• **TUGAS TERTULIS**:
1. Dalam teks tentang novel Jawara, apa pekerjaan M. Irfan Hidayatullah?
2. Tolong salin persis sebagian teks tentang novel Jawara, dimulai dari "Begitupun ungkapan dari" dan berlanjut hingga "estetika cerita. Tabik!.".
3. Teruskan teks tentang novel Jawara dari titik akhirnya.

• **SUMBER**:
====
Sastra Moderen
Sy. Apero Fublic
Sebuah Novel: Jawara. Angkara di Bumi Krakatau.
Apero
Fublic.- Cerita silat acap kali memiliki ruang unik tersendiri untuk
bersentuhan dengan lokalis dan filosofi tradisional. Fatih Zam dalam novel ini
tampak gigih memanfaatkan itu semua. Menurut M. Irfan Hidayatullah seorang
dosen Sastra Indonesia dari Unpad.
Begitupun ungkapan dari seorang cerpenis Benny Arnas: Banyak
sekali pengarang yang mengangkat tema lokal dengan cita rasa yang
dilokal-lokalkan. Namun, tidak demikian halnya dengan Fatih Zam. Cara yang
ditempunya tidak biasa dan mengejutkan. Namun, tentu saja sehat untuk keragaman
estetika cerita. Tabik!.
====
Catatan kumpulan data
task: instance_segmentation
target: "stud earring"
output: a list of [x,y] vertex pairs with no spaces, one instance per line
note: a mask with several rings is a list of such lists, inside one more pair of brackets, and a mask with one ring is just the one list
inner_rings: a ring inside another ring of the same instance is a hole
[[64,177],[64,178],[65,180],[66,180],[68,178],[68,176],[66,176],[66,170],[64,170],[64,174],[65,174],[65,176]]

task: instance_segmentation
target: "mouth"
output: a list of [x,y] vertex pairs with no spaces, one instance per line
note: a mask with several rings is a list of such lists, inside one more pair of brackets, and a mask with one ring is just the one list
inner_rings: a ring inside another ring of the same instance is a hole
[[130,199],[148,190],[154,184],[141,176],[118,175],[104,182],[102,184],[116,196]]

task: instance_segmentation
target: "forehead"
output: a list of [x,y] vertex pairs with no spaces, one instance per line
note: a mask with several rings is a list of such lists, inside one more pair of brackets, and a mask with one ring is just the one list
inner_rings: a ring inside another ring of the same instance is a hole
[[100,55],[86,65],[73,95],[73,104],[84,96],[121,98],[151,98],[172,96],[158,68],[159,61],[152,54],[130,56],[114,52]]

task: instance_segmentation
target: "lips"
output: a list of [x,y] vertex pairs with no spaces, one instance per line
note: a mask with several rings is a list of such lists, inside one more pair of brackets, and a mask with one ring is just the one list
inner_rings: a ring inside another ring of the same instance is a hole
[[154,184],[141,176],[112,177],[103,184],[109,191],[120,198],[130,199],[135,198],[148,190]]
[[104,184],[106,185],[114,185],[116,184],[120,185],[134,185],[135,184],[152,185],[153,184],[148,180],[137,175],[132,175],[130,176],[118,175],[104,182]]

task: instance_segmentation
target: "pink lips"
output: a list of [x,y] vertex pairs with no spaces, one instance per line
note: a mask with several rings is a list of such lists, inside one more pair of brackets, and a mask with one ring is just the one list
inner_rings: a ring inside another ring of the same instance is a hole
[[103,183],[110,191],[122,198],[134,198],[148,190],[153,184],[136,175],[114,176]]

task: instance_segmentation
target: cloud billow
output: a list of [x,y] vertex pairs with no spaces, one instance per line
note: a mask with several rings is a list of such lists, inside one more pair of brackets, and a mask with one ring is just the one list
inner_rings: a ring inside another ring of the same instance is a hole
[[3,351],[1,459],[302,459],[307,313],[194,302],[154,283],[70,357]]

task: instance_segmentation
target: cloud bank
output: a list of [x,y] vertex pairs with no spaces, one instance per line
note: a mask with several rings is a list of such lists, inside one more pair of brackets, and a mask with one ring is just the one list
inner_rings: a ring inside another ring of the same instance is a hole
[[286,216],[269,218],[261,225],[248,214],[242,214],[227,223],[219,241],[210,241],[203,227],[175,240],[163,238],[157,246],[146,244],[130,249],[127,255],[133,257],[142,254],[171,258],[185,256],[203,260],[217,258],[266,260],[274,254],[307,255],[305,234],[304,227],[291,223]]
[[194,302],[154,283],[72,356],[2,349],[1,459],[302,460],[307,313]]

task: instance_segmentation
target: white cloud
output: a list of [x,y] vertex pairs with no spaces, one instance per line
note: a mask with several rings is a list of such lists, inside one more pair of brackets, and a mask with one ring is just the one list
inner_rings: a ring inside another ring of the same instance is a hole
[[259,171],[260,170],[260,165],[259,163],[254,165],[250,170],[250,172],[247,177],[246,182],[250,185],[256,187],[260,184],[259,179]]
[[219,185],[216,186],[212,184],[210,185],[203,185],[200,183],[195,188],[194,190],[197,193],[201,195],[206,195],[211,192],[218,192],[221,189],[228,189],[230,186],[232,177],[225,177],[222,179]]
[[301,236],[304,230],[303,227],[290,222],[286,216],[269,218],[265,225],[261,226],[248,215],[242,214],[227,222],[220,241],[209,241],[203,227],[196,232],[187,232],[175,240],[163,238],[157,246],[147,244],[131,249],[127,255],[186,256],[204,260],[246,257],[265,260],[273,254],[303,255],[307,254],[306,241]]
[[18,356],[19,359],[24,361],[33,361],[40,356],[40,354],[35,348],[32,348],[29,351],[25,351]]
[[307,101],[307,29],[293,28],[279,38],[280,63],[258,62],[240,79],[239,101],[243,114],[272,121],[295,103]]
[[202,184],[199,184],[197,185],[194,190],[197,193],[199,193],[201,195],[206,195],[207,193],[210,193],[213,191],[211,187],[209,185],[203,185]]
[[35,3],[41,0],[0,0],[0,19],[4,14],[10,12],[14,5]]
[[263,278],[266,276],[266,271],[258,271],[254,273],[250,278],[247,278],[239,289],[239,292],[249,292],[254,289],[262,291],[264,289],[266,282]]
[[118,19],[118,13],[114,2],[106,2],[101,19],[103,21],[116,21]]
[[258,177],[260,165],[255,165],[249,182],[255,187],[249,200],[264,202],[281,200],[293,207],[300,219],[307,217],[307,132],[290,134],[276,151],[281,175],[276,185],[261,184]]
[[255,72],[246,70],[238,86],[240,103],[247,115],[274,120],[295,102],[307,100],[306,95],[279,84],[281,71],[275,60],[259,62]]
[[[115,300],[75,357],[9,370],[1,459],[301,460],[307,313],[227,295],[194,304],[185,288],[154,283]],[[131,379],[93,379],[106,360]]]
====
• **HASIL TIAP TUGAS**:
1. Ia dosen Sastra Indonesia dari Unpad.

2.
Begitupun ungkapan dari seorang cerpenis Benny Arnas: Banyak
sekali pengarang yang mengangkat tema lokal dengan cita rasa yang
dilokal-lokalkan. Namun, tidak demikian halnya dengan Fatih Zam. Cara yang
ditempunya tidak biasa dan mengejutkan. Namun, tentu saja sehat untuk keragaman
estetika cerita. Tabik!.

3.
Sekilas tentang penulis novel Jawara. Fatih Zam putra asli Banten. Lahir
pada 11 Muharam – riwayat pendidikan dari Sekolah Dasar, sampai Sekolah
Menengah di Pandeglang. Persentuhan dengan dunia kesusastraan dimulai dari
profesi sebagai marketer majalah. Fatih menjadi anggota Sanggar Sastra Siswa
Indonesia (S3I), bimbingan Mohammad Wan Anwar. Serta aktif di rumah baca.
Setelah lulus SMA melanjutkan pendidikan tinggi di Universitas Padjajaran.
Mengambil studi Ilmu Komunikasi pada kosentrasi Ilmu Manajemen Komunikasi,
lulus tahun 2011. Fatih Zam, sudah aktif menulis sejak masih kuliah, seperti
menulis artikel dan esai.
Sinopsis novel sastra Jawara: Prahara sengit di Tanah Banten, pertumpahan
darah antara kaum jawara dengan para santri dan kiai terjadi di beberapa
tempat. Saefudin, putra kiai pemilik pesantren berhasil meloloskan diri setelah
ayahnya terbunuh dalam pertempuran.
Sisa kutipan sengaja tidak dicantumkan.